-- Start RECORDS SHOWN --
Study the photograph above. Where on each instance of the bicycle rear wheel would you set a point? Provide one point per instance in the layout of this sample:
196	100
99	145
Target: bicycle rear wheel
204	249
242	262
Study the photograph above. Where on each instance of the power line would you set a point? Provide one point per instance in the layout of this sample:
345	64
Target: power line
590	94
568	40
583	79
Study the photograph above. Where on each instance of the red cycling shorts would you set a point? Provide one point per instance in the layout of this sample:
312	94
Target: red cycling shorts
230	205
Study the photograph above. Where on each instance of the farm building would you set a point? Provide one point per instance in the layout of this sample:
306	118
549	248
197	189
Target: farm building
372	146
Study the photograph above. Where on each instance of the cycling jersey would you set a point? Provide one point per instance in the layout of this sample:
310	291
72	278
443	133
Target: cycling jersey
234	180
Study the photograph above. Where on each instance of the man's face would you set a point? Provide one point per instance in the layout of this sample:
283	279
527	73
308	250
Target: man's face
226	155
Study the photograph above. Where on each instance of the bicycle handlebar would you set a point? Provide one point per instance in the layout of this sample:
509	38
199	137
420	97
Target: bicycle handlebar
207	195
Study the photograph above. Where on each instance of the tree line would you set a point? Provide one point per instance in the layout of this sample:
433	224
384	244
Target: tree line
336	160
-- End RECORDS SHOWN --
-- Start RECORDS SHOWN --
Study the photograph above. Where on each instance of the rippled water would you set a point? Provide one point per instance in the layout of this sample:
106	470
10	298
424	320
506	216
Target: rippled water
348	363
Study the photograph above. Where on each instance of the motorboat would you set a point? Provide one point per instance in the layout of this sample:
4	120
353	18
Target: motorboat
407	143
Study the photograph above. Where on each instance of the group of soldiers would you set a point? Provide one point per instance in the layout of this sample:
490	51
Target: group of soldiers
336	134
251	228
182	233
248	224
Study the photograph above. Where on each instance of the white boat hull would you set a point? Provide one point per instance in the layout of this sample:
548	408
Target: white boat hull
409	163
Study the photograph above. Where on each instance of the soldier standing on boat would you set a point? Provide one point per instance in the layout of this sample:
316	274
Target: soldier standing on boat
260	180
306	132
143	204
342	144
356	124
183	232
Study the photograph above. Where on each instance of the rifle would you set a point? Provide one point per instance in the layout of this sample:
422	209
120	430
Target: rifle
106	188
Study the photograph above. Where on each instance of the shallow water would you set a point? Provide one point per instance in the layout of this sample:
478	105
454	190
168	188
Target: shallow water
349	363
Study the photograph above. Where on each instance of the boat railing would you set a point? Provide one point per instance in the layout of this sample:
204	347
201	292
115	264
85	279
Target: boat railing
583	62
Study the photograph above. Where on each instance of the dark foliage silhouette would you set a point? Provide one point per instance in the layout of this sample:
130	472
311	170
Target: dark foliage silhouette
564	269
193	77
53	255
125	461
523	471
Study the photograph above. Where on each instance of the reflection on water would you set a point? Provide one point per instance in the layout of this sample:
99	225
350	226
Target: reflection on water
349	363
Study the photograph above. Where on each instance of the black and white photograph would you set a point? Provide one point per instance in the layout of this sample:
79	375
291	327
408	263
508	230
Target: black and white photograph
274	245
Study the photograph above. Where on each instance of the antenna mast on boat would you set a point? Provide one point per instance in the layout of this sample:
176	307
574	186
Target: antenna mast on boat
-- End RECORDS SHOWN --
**EXERCISE DETAILS:** How many lines of the data above contain the word "wheel"? Reply with the number alone.

**WORKED SOLUTION:** 2